--- START OF Source passage ---

A few courts over, Haniya Minhas was ripping one of the great young backhands, which she begins with the nub of her racket handle just about resting on her back hip.
“My favorite shot,” she said. “Everyone tells me to extend my arms, but I like the way I do it.”
Minhas, 11, is Pakistani and Muslim. She plays in a hijab, long sleeves and tights, and already looks like a billboard in the making.
Max Eisenbud. (The New York Times)
She has been winning tournaments since she was 5 years old. Her search for suitable competition has taken her from Pakistan — where there is little support for girls’ sports and where she competed against and beat all of the boys her age — to Turkey. Her mother, Annie, said she and her daughter want to prove that someone who looks and dresses differently from most players and is from a country that has never had a tennis star can beat anyone. They expect to sign with an agent when Haniya Minhas turns 12.

--- END OF Source passage ---

* [Set problem 1]
Repeat the tennis passage word for word from "A few courts" to "her back hip.".
The tennis passage and the entries have nothing to do with each other.

--- START OF Dataset records ---

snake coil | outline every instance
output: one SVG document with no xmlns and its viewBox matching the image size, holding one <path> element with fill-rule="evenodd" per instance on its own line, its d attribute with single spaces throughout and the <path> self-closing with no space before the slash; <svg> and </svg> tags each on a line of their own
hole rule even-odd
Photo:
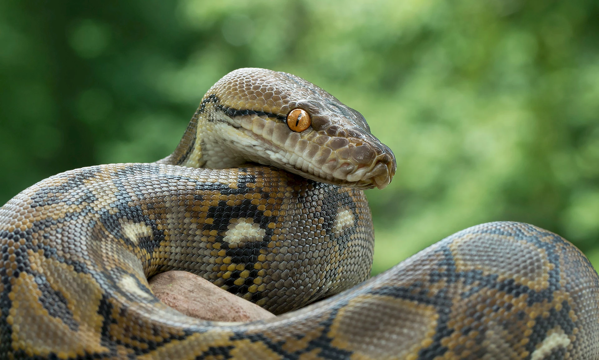
<svg viewBox="0 0 599 360">
<path fill-rule="evenodd" d="M 361 190 L 395 171 L 322 89 L 231 72 L 167 158 L 62 173 L 0 208 L 0 359 L 599 359 L 597 274 L 534 226 L 475 226 L 368 279 Z M 148 288 L 174 269 L 282 315 L 186 316 Z"/>
</svg>

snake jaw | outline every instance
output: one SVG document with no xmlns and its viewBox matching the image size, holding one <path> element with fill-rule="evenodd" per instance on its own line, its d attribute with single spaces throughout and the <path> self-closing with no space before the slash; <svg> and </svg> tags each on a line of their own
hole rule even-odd
<svg viewBox="0 0 599 360">
<path fill-rule="evenodd" d="M 229 118 L 226 123 L 213 132 L 226 134 L 228 141 L 222 142 L 229 144 L 228 151 L 247 161 L 364 190 L 384 188 L 395 172 L 391 150 L 364 138 L 330 136 L 311 128 L 294 132 L 284 123 L 259 116 Z"/>
</svg>

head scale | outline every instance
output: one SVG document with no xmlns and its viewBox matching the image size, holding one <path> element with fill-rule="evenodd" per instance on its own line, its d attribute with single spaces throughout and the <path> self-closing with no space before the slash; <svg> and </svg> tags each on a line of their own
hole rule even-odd
<svg viewBox="0 0 599 360">
<path fill-rule="evenodd" d="M 302 111 L 300 121 L 295 109 Z M 285 72 L 244 68 L 225 75 L 202 99 L 193 130 L 195 139 L 186 133 L 171 155 L 174 162 L 227 167 L 254 161 L 362 189 L 386 187 L 395 172 L 393 152 L 359 112 Z"/>
</svg>

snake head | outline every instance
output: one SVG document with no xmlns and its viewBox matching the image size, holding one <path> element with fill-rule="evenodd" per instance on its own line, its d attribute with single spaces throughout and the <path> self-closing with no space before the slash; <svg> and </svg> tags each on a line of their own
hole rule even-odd
<svg viewBox="0 0 599 360">
<path fill-rule="evenodd" d="M 204 152 L 226 148 L 244 161 L 361 189 L 383 188 L 395 174 L 392 151 L 370 133 L 362 114 L 298 77 L 238 69 L 217 82 L 202 103 L 207 123 L 204 129 L 198 123 L 198 136 L 214 134 L 212 145 L 204 136 Z M 290 114 L 295 109 L 303 111 Z M 207 166 L 223 167 L 232 164 L 224 158 L 233 155 L 208 157 Z"/>
</svg>

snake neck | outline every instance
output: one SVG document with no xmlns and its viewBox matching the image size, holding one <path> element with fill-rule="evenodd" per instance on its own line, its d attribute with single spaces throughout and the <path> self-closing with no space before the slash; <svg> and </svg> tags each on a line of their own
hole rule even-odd
<svg viewBox="0 0 599 360">
<path fill-rule="evenodd" d="M 175 150 L 156 162 L 209 169 L 234 167 L 247 162 L 246 157 L 240 156 L 231 146 L 231 141 L 225 139 L 226 135 L 230 139 L 234 134 L 223 133 L 231 132 L 233 129 L 228 125 L 223 126 L 221 121 L 214 121 L 216 115 L 213 109 L 207 109 L 205 102 L 202 102 Z"/>
</svg>

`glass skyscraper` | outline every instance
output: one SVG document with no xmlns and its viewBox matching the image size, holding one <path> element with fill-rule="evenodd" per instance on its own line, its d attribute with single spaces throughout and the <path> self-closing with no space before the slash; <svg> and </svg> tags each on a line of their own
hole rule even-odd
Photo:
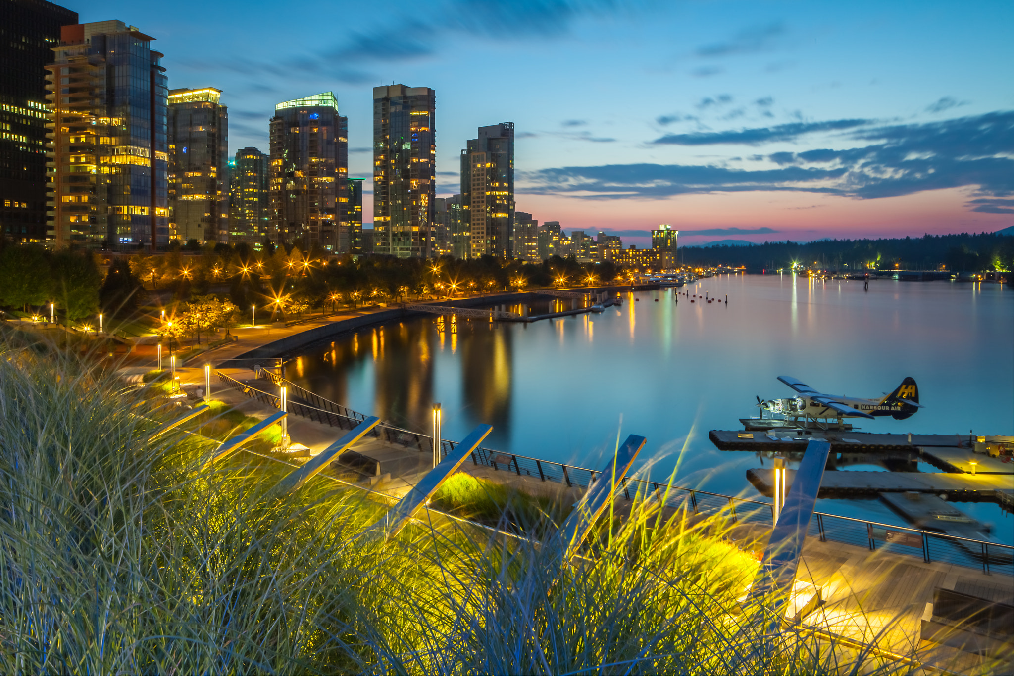
<svg viewBox="0 0 1014 676">
<path fill-rule="evenodd" d="M 436 200 L 436 92 L 373 87 L 374 250 L 433 255 Z"/>
<path fill-rule="evenodd" d="M 229 241 L 260 246 L 268 234 L 268 156 L 240 148 L 229 167 Z"/>
<path fill-rule="evenodd" d="M 349 225 L 349 119 L 334 92 L 282 101 L 271 119 L 272 238 L 345 252 Z"/>
<path fill-rule="evenodd" d="M 221 89 L 169 91 L 169 238 L 229 240 L 229 114 Z"/>
<path fill-rule="evenodd" d="M 169 241 L 167 89 L 153 40 L 117 20 L 61 28 L 46 67 L 56 246 Z"/>
<path fill-rule="evenodd" d="M 0 236 L 47 240 L 46 64 L 77 12 L 44 0 L 0 2 Z"/>
<path fill-rule="evenodd" d="M 469 257 L 514 256 L 514 123 L 479 128 L 461 152 L 461 201 Z"/>
</svg>

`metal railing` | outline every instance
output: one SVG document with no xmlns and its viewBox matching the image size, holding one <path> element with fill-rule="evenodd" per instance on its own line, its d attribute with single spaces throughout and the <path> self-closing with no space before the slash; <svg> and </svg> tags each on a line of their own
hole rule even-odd
<svg viewBox="0 0 1014 676">
<path fill-rule="evenodd" d="M 269 380 L 276 384 L 292 387 L 295 396 L 302 398 L 308 390 L 293 385 L 290 381 L 268 371 L 261 370 L 270 376 Z M 278 396 L 263 392 L 249 385 L 239 382 L 229 376 L 219 373 L 223 383 L 252 397 L 278 408 L 281 401 Z M 316 397 L 316 395 L 313 395 Z M 302 418 L 340 428 L 351 430 L 362 422 L 365 416 L 345 406 L 341 406 L 323 397 L 320 401 L 347 410 L 352 415 L 341 415 L 322 407 L 315 407 L 294 401 L 289 398 L 289 412 Z M 432 453 L 433 440 L 409 430 L 403 430 L 389 425 L 377 425 L 367 437 L 376 438 L 389 444 Z M 442 456 L 449 454 L 456 442 L 441 440 Z M 562 462 L 551 462 L 514 453 L 494 451 L 479 447 L 468 460 L 473 465 L 491 467 L 494 471 L 505 471 L 517 476 L 537 478 L 540 481 L 552 481 L 568 487 L 586 489 L 595 480 L 597 474 L 592 469 L 569 465 Z M 774 510 L 771 503 L 748 498 L 736 498 L 719 493 L 668 485 L 643 478 L 625 476 L 622 479 L 624 490 L 617 493 L 624 500 L 654 499 L 667 508 L 686 510 L 689 513 L 730 519 L 734 524 L 756 523 L 771 527 L 774 520 Z M 922 556 L 926 562 L 941 561 L 956 566 L 982 568 L 984 573 L 999 573 L 1014 575 L 1014 546 L 998 542 L 988 542 L 947 535 L 931 530 L 894 526 L 877 521 L 854 519 L 852 517 L 814 512 L 808 531 L 810 536 L 818 537 L 821 542 L 834 540 L 846 544 L 868 547 L 870 550 L 881 549 L 892 553 Z"/>
<path fill-rule="evenodd" d="M 252 399 L 257 399 L 262 403 L 265 403 L 274 408 L 282 407 L 281 398 L 272 394 L 271 392 L 265 392 L 263 390 L 257 389 L 256 387 L 250 387 L 246 383 L 240 382 L 235 378 L 225 375 L 224 373 L 217 372 L 219 380 L 237 392 L 244 394 Z M 288 382 L 288 381 L 286 381 Z M 286 385 L 288 387 L 288 385 Z M 302 389 L 302 388 L 300 388 Z M 303 390 L 305 391 L 305 390 Z M 322 398 L 322 397 L 321 397 Z M 323 408 L 318 408 L 316 406 L 309 405 L 299 401 L 294 396 L 288 396 L 286 402 L 286 408 L 289 414 L 293 416 L 299 416 L 300 418 L 306 418 L 313 421 L 314 423 L 320 423 L 321 425 L 327 425 L 329 427 L 338 428 L 340 430 L 352 430 L 355 429 L 360 423 L 363 422 L 365 417 L 359 418 L 362 414 L 356 414 L 351 409 L 345 408 L 345 406 L 340 406 L 343 409 L 349 410 L 350 412 L 356 414 L 357 417 L 345 416 L 342 414 L 337 414 L 332 410 L 327 410 Z M 327 399 L 323 399 L 327 401 Z M 335 404 L 336 406 L 339 404 Z M 377 425 L 375 428 L 370 430 L 367 438 L 377 439 L 388 444 L 393 444 L 396 446 L 404 446 L 407 449 L 419 451 L 421 453 L 432 453 L 433 452 L 433 440 L 426 435 L 421 435 L 416 432 L 411 432 L 409 430 L 403 430 L 390 425 Z"/>
</svg>

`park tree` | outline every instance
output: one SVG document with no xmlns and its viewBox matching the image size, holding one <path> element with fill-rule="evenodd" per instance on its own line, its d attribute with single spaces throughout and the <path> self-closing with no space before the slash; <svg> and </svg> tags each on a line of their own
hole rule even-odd
<svg viewBox="0 0 1014 676">
<path fill-rule="evenodd" d="M 101 275 L 88 252 L 64 249 L 53 256 L 53 294 L 71 321 L 98 312 Z"/>
<path fill-rule="evenodd" d="M 45 304 L 53 278 L 46 249 L 38 244 L 8 244 L 0 251 L 0 304 L 26 310 Z"/>
<path fill-rule="evenodd" d="M 132 268 L 131 261 L 124 258 L 114 258 L 110 264 L 110 272 L 98 290 L 98 302 L 103 312 L 127 316 L 144 299 L 144 287 Z"/>
</svg>

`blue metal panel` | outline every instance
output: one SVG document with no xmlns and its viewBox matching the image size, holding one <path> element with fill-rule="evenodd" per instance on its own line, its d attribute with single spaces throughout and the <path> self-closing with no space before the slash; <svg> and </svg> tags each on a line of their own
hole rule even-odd
<svg viewBox="0 0 1014 676">
<path fill-rule="evenodd" d="M 588 486 L 577 509 L 564 521 L 560 527 L 564 560 L 569 560 L 574 555 L 588 531 L 595 525 L 595 520 L 612 501 L 617 490 L 623 486 L 623 478 L 634 464 L 638 453 L 644 448 L 645 441 L 644 437 L 633 434 L 627 437 L 627 441 L 617 449 L 617 454 L 609 460 L 609 464 Z"/>
<path fill-rule="evenodd" d="M 258 436 L 262 432 L 268 431 L 272 425 L 275 425 L 286 416 L 288 416 L 287 412 L 285 412 L 284 410 L 280 410 L 277 414 L 269 416 L 268 418 L 264 419 L 254 427 L 245 430 L 244 432 L 240 432 L 235 437 L 227 439 L 225 443 L 219 446 L 214 453 L 209 455 L 208 458 L 201 463 L 201 469 L 207 469 L 209 466 L 211 466 L 218 460 L 221 460 L 223 458 L 232 455 L 237 450 L 239 450 L 240 446 L 250 441 L 251 439 L 254 439 L 254 437 Z"/>
<path fill-rule="evenodd" d="M 813 507 L 820 491 L 830 444 L 810 440 L 796 470 L 792 489 L 764 551 L 760 569 L 753 579 L 750 597 L 759 601 L 772 595 L 770 610 L 776 613 L 785 605 L 796 580 L 799 555 L 806 542 L 806 531 L 813 516 Z"/>
<path fill-rule="evenodd" d="M 151 435 L 150 437 L 148 437 L 148 441 L 151 441 L 151 440 L 155 439 L 159 435 L 165 434 L 166 432 L 168 432 L 169 430 L 171 430 L 174 427 L 178 427 L 178 426 L 183 425 L 184 423 L 186 423 L 187 421 L 191 420 L 192 418 L 197 418 L 198 416 L 200 416 L 201 414 L 203 414 L 206 410 L 210 410 L 209 407 L 208 407 L 208 404 L 206 404 L 206 403 L 202 403 L 199 406 L 194 406 L 194 408 L 192 410 L 188 410 L 186 414 L 184 414 L 183 416 L 180 416 L 176 420 L 172 421 L 171 423 L 166 423 L 161 428 L 159 428 L 158 431 L 156 431 L 153 435 Z"/>
<path fill-rule="evenodd" d="M 367 418 L 365 421 L 357 425 L 355 429 L 346 432 L 342 435 L 341 439 L 322 450 L 319 454 L 310 458 L 309 462 L 304 464 L 302 467 L 286 474 L 285 477 L 282 478 L 282 480 L 275 486 L 275 490 L 283 492 L 298 490 L 314 474 L 327 467 L 332 460 L 344 453 L 345 449 L 362 439 L 363 436 L 375 428 L 379 422 L 380 419 L 376 416 Z"/>
<path fill-rule="evenodd" d="M 480 425 L 464 438 L 461 443 L 454 447 L 454 450 L 447 454 L 436 467 L 431 469 L 419 483 L 413 486 L 394 507 L 387 510 L 387 513 L 370 528 L 381 529 L 386 535 L 395 535 L 405 524 L 408 523 L 416 512 L 422 508 L 428 500 L 433 497 L 440 485 L 450 478 L 450 475 L 457 471 L 464 459 L 483 443 L 489 436 L 493 428 L 489 425 Z"/>
</svg>

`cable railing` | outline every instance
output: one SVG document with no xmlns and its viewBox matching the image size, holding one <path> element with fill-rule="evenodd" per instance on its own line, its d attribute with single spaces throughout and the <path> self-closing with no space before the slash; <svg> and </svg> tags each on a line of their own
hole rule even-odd
<svg viewBox="0 0 1014 676">
<path fill-rule="evenodd" d="M 267 374 L 269 376 L 267 379 L 275 384 L 293 388 L 292 391 L 299 398 L 305 396 L 303 393 L 312 395 L 312 392 L 294 385 L 276 374 L 264 369 L 260 369 L 260 372 Z M 281 406 L 281 400 L 277 395 L 250 387 L 223 373 L 219 373 L 219 378 L 224 384 L 246 396 L 275 408 Z M 308 405 L 295 401 L 291 397 L 287 403 L 289 412 L 342 430 L 351 430 L 366 418 L 363 414 L 329 401 L 323 397 L 316 395 L 313 397 L 316 399 L 312 400 L 318 399 L 336 407 L 335 410 L 348 411 L 351 415 Z M 421 453 L 429 454 L 432 453 L 433 449 L 431 437 L 382 423 L 373 428 L 367 436 Z M 455 446 L 457 446 L 456 442 L 441 440 L 440 451 L 443 456 L 446 456 L 453 451 Z M 586 467 L 551 462 L 483 447 L 479 447 L 470 453 L 469 460 L 474 466 L 482 465 L 490 467 L 494 471 L 505 471 L 516 476 L 560 483 L 567 487 L 587 489 L 598 475 L 598 472 Z M 621 482 L 623 490 L 617 495 L 624 500 L 653 499 L 666 508 L 685 510 L 687 513 L 701 516 L 730 519 L 734 524 L 756 523 L 766 527 L 773 525 L 774 507 L 771 503 L 698 489 L 669 485 L 635 476 L 624 476 Z M 809 525 L 809 535 L 817 537 L 821 542 L 832 540 L 868 547 L 870 550 L 879 549 L 891 553 L 922 556 L 927 564 L 941 561 L 962 567 L 982 568 L 983 572 L 988 574 L 1014 575 L 1014 546 L 999 542 L 964 538 L 920 528 L 894 526 L 824 512 L 813 513 Z"/>
</svg>

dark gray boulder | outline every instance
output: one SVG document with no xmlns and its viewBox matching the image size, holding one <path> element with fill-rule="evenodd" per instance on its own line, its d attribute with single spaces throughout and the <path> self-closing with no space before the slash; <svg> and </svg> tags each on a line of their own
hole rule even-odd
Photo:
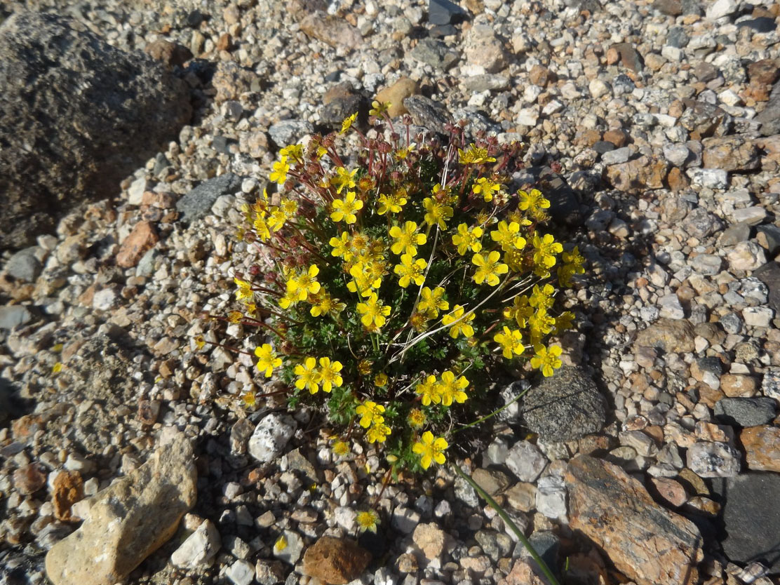
<svg viewBox="0 0 780 585">
<path fill-rule="evenodd" d="M 0 249 L 51 230 L 176 137 L 186 84 L 75 20 L 22 11 L 0 25 Z"/>
</svg>

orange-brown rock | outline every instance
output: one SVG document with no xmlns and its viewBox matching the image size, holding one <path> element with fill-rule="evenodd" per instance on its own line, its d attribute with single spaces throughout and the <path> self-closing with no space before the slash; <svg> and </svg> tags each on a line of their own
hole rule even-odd
<svg viewBox="0 0 780 585">
<path fill-rule="evenodd" d="M 60 471 L 54 478 L 54 515 L 60 520 L 73 519 L 70 507 L 84 498 L 84 482 L 78 471 Z"/>
<path fill-rule="evenodd" d="M 780 427 L 748 427 L 739 434 L 747 468 L 780 473 Z"/>
<path fill-rule="evenodd" d="M 117 266 L 122 268 L 135 266 L 158 241 L 154 226 L 149 222 L 139 222 L 119 247 L 116 254 Z"/>
<path fill-rule="evenodd" d="M 346 585 L 360 576 L 371 555 L 348 538 L 322 537 L 303 555 L 303 574 L 330 585 Z"/>
<path fill-rule="evenodd" d="M 580 456 L 566 470 L 569 526 L 637 585 L 693 585 L 702 559 L 696 525 L 656 504 L 620 467 Z"/>
</svg>

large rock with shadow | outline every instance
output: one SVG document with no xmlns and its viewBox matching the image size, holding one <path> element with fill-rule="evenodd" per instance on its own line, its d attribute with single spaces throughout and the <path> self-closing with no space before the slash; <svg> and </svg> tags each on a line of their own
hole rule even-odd
<svg viewBox="0 0 780 585">
<path fill-rule="evenodd" d="M 582 370 L 564 366 L 528 391 L 520 413 L 543 441 L 572 441 L 601 430 L 607 401 Z"/>
<path fill-rule="evenodd" d="M 739 564 L 760 561 L 780 573 L 780 474 L 743 473 L 712 480 L 722 500 L 723 552 Z"/>
<path fill-rule="evenodd" d="M 163 65 L 52 13 L 0 25 L 0 249 L 117 194 L 192 112 L 186 83 Z"/>
</svg>

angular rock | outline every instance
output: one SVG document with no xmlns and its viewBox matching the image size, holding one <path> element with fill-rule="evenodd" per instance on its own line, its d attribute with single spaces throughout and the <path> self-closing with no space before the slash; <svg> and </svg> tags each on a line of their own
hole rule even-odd
<svg viewBox="0 0 780 585">
<path fill-rule="evenodd" d="M 122 580 L 176 531 L 195 504 L 195 463 L 183 434 L 98 493 L 88 517 L 46 555 L 55 585 L 112 585 Z"/>
<path fill-rule="evenodd" d="M 544 471 L 547 459 L 533 443 L 519 441 L 509 449 L 505 464 L 520 481 L 534 481 Z"/>
<path fill-rule="evenodd" d="M 615 465 L 587 456 L 566 474 L 569 526 L 598 545 L 637 585 L 694 585 L 702 537 L 690 520 L 656 504 Z"/>
<path fill-rule="evenodd" d="M 774 419 L 777 406 L 768 396 L 723 398 L 715 404 L 715 418 L 734 427 L 756 427 Z"/>
<path fill-rule="evenodd" d="M 110 197 L 192 112 L 163 65 L 52 12 L 20 11 L 0 27 L 0 249 Z"/>
<path fill-rule="evenodd" d="M 249 439 L 249 454 L 261 463 L 268 463 L 282 455 L 297 427 L 295 420 L 286 414 L 272 413 L 261 420 Z"/>
<path fill-rule="evenodd" d="M 331 585 L 346 585 L 368 566 L 371 555 L 354 541 L 322 537 L 303 555 L 303 574 Z"/>
<path fill-rule="evenodd" d="M 761 425 L 743 429 L 739 443 L 749 470 L 780 473 L 780 427 Z"/>
<path fill-rule="evenodd" d="M 780 474 L 744 473 L 713 480 L 723 501 L 723 551 L 732 562 L 760 561 L 780 572 Z"/>
<path fill-rule="evenodd" d="M 526 426 L 548 441 L 597 433 L 604 427 L 606 411 L 607 401 L 593 380 L 571 366 L 559 368 L 531 388 L 521 408 Z"/>
<path fill-rule="evenodd" d="M 300 30 L 332 47 L 356 49 L 363 44 L 360 31 L 342 18 L 319 10 L 303 17 Z"/>
<path fill-rule="evenodd" d="M 211 211 L 214 202 L 222 195 L 232 195 L 241 189 L 241 177 L 232 172 L 204 181 L 176 201 L 176 211 L 181 220 L 191 223 Z"/>
<path fill-rule="evenodd" d="M 758 149 L 744 134 L 705 138 L 702 161 L 705 168 L 750 171 L 758 168 Z"/>
<path fill-rule="evenodd" d="M 444 552 L 447 534 L 437 524 L 418 524 L 412 534 L 414 544 L 429 561 L 439 558 Z"/>
<path fill-rule="evenodd" d="M 700 477 L 731 477 L 739 473 L 739 453 L 730 445 L 694 443 L 686 455 L 688 467 Z"/>
<path fill-rule="evenodd" d="M 182 569 L 211 565 L 222 546 L 219 531 L 211 520 L 204 520 L 171 555 L 171 562 Z"/>
</svg>

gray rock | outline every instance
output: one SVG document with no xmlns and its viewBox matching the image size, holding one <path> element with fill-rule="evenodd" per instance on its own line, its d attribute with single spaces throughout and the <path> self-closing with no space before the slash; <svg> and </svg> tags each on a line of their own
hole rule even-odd
<svg viewBox="0 0 780 585">
<path fill-rule="evenodd" d="M 176 211 L 182 214 L 183 222 L 194 222 L 208 214 L 211 211 L 211 206 L 220 197 L 232 194 L 240 189 L 241 177 L 227 172 L 204 181 L 176 201 Z"/>
<path fill-rule="evenodd" d="M 458 53 L 449 48 L 443 41 L 433 38 L 422 39 L 410 55 L 438 71 L 446 71 L 459 58 Z"/>
<path fill-rule="evenodd" d="M 505 463 L 520 481 L 534 481 L 547 466 L 547 459 L 533 443 L 519 441 L 509 449 Z"/>
<path fill-rule="evenodd" d="M 753 271 L 753 275 L 767 285 L 769 291 L 768 302 L 780 314 L 780 263 L 768 262 Z"/>
<path fill-rule="evenodd" d="M 9 275 L 23 282 L 33 282 L 41 274 L 41 263 L 35 256 L 39 250 L 37 246 L 20 250 L 5 264 Z"/>
<path fill-rule="evenodd" d="M 713 491 L 723 499 L 726 556 L 740 564 L 759 561 L 771 573 L 780 572 L 780 474 L 744 473 L 713 480 Z"/>
<path fill-rule="evenodd" d="M 286 414 L 269 414 L 261 420 L 249 439 L 249 454 L 261 463 L 268 463 L 282 455 L 297 427 Z"/>
<path fill-rule="evenodd" d="M 53 230 L 76 204 L 118 190 L 191 115 L 186 84 L 58 14 L 0 27 L 0 249 Z"/>
<path fill-rule="evenodd" d="M 740 469 L 740 456 L 725 443 L 704 441 L 688 448 L 687 466 L 700 477 L 730 477 Z"/>
<path fill-rule="evenodd" d="M 564 366 L 528 391 L 522 410 L 526 426 L 544 441 L 571 441 L 601 430 L 607 401 L 581 370 Z"/>
<path fill-rule="evenodd" d="M 757 427 L 775 418 L 777 406 L 767 396 L 722 398 L 715 403 L 715 418 L 732 427 Z"/>
<path fill-rule="evenodd" d="M 195 532 L 173 551 L 171 562 L 183 569 L 210 565 L 220 546 L 222 541 L 217 527 L 211 520 L 204 520 Z"/>
<path fill-rule="evenodd" d="M 27 307 L 22 305 L 5 305 L 0 307 L 0 331 L 11 330 L 15 327 L 27 324 L 33 320 L 32 314 Z"/>
<path fill-rule="evenodd" d="M 281 147 L 299 141 L 314 131 L 314 126 L 307 120 L 282 120 L 268 128 L 268 136 Z"/>
<path fill-rule="evenodd" d="M 445 126 L 452 122 L 444 105 L 424 95 L 410 96 L 403 101 L 403 105 L 412 116 L 413 122 L 433 132 L 445 133 Z"/>
</svg>

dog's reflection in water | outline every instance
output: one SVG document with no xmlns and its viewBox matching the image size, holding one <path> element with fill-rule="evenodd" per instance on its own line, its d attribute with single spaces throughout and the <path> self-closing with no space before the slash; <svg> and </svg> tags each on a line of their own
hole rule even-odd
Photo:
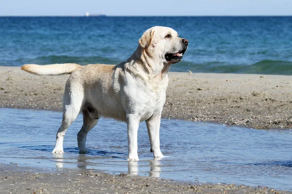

--- END OF Dataset records ---

* [Set problem 2]
Pull out every line of the entries that contains the string "head". Case counts.

* [Right answer 1]
A few courts over, Haniya Minhas was ripping one of the great young backhands, which she begins with the nub of her racket handle just about resting on her back hip.

* [Right answer 2]
head scale | outline every instance
snake head | outline every instance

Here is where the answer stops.